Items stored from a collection
---

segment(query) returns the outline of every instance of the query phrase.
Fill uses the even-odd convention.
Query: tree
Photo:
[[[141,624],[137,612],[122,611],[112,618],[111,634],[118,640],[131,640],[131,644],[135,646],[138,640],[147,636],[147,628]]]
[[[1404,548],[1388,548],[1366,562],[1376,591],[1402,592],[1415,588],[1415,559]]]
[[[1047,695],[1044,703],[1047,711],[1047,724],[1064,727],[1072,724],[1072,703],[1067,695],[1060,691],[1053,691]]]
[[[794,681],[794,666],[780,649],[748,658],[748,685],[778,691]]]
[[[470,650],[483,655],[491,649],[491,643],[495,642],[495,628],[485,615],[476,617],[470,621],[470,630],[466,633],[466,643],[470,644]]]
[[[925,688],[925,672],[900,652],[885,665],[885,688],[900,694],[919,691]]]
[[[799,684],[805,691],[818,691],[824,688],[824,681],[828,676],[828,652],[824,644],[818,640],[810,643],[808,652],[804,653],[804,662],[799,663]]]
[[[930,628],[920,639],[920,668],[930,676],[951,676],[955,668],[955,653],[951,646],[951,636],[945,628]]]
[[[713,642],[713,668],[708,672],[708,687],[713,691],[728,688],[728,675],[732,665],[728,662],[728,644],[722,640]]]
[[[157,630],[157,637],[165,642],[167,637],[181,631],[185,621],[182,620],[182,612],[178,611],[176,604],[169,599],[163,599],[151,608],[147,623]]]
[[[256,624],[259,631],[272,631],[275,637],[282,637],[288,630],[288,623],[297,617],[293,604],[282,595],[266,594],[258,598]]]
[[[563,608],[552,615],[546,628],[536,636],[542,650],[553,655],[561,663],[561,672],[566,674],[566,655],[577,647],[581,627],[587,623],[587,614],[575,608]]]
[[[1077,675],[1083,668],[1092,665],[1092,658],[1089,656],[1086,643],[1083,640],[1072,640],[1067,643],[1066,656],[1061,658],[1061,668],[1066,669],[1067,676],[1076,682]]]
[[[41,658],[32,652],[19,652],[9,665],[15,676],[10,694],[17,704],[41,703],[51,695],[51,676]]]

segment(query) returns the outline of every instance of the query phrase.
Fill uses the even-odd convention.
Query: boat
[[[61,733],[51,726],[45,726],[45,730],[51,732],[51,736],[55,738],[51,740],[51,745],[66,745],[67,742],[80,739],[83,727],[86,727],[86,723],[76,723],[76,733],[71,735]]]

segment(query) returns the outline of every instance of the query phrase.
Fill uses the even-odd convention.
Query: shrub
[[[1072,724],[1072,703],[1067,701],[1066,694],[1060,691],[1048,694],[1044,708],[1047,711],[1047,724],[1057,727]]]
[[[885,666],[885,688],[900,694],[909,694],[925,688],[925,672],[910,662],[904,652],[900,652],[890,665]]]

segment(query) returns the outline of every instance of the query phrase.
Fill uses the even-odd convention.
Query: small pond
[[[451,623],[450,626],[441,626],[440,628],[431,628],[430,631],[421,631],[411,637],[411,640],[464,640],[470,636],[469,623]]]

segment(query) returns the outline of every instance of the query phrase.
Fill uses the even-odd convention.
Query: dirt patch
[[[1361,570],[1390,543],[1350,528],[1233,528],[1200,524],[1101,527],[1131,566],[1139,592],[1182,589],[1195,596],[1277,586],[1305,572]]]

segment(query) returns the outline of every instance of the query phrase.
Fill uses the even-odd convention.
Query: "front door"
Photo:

---

Retype the listing above line for line, without any changes.

▶ **Task result**
segment(query) returns the outline of every instance of the query phrase.
Fill uses the even-odd convention.
Query: tree
Photo:
[[[141,624],[137,612],[122,611],[112,618],[111,634],[118,640],[131,640],[131,644],[135,646],[138,640],[147,636],[147,628]]]
[[[1404,548],[1388,548],[1366,562],[1376,591],[1402,592],[1415,588],[1415,559]]]
[[[1047,695],[1044,703],[1047,711],[1047,724],[1064,727],[1072,724],[1072,703],[1067,695],[1060,691],[1053,691]]]
[[[794,681],[794,666],[780,649],[748,658],[748,685],[778,691]]]
[[[470,650],[483,655],[491,649],[491,643],[495,642],[495,628],[485,615],[476,617],[470,621],[470,630],[466,633],[466,643],[470,644]]]
[[[925,688],[925,672],[900,652],[885,665],[885,688],[900,694],[919,691]]]
[[[799,684],[805,691],[818,691],[824,688],[824,681],[828,676],[828,652],[824,644],[818,640],[810,643],[808,652],[804,653],[804,662],[799,663]]]
[[[930,628],[920,639],[920,668],[930,676],[951,676],[955,668],[955,653],[951,646],[951,636],[945,628]]]
[[[713,642],[713,668],[708,672],[708,687],[713,691],[728,688],[728,675],[732,665],[728,662],[728,644],[722,640]]]
[[[157,630],[157,637],[165,642],[167,637],[181,631],[185,621],[182,620],[182,612],[178,611],[176,604],[169,599],[163,599],[151,608],[147,623]]]
[[[256,624],[259,631],[272,631],[275,637],[282,637],[288,630],[288,623],[297,617],[293,604],[282,595],[266,594],[258,598]]]
[[[563,608],[552,615],[546,628],[536,636],[542,650],[553,655],[561,663],[561,672],[566,674],[566,655],[577,647],[581,627],[587,623],[587,614],[575,608]]]
[[[1077,675],[1083,668],[1092,665],[1092,658],[1089,656],[1086,643],[1083,640],[1072,640],[1067,643],[1066,656],[1061,658],[1061,668],[1066,669],[1067,676],[1076,682]]]
[[[41,658],[32,652],[19,652],[9,665],[15,676],[10,694],[17,704],[41,703],[51,695],[51,676]]]

segment(query) returns the outline of every instance of the query phrase.
Fill uses the even-odd convention.
Query: boat
[[[61,733],[51,726],[45,726],[45,730],[51,732],[51,736],[55,738],[51,740],[51,745],[66,745],[67,742],[80,739],[83,727],[86,727],[86,723],[76,723],[76,733],[71,735]]]

segment(query) returns the outline of every instance of the query phrase.
Fill uses the even-odd convention.
Query: shrub
[[[1072,724],[1072,703],[1067,701],[1066,694],[1060,691],[1048,694],[1044,708],[1047,711],[1047,724],[1057,727]]]
[[[885,666],[885,688],[900,694],[909,694],[925,688],[925,672],[910,662],[904,652],[900,652],[890,665]]]

segment(query) returns the outline of every instance of the query phrase.
Fill uses the even-odd convention.
Query: small pond
[[[451,623],[450,626],[441,626],[440,628],[431,628],[430,631],[421,631],[411,637],[411,640],[464,640],[470,636],[469,623]]]

segment(query) returns the outline of every instance of the query phrase.
Fill uses the even-odd convention.
Query: dirt patch
[[[1361,570],[1390,543],[1350,528],[1233,528],[1200,524],[1101,527],[1131,566],[1139,592],[1182,589],[1195,596],[1277,586],[1305,572]]]

segment(query) returns the outline of every instance of the query phrase.
Fill uses the even-odd convention.
Query: "front door"
Photo:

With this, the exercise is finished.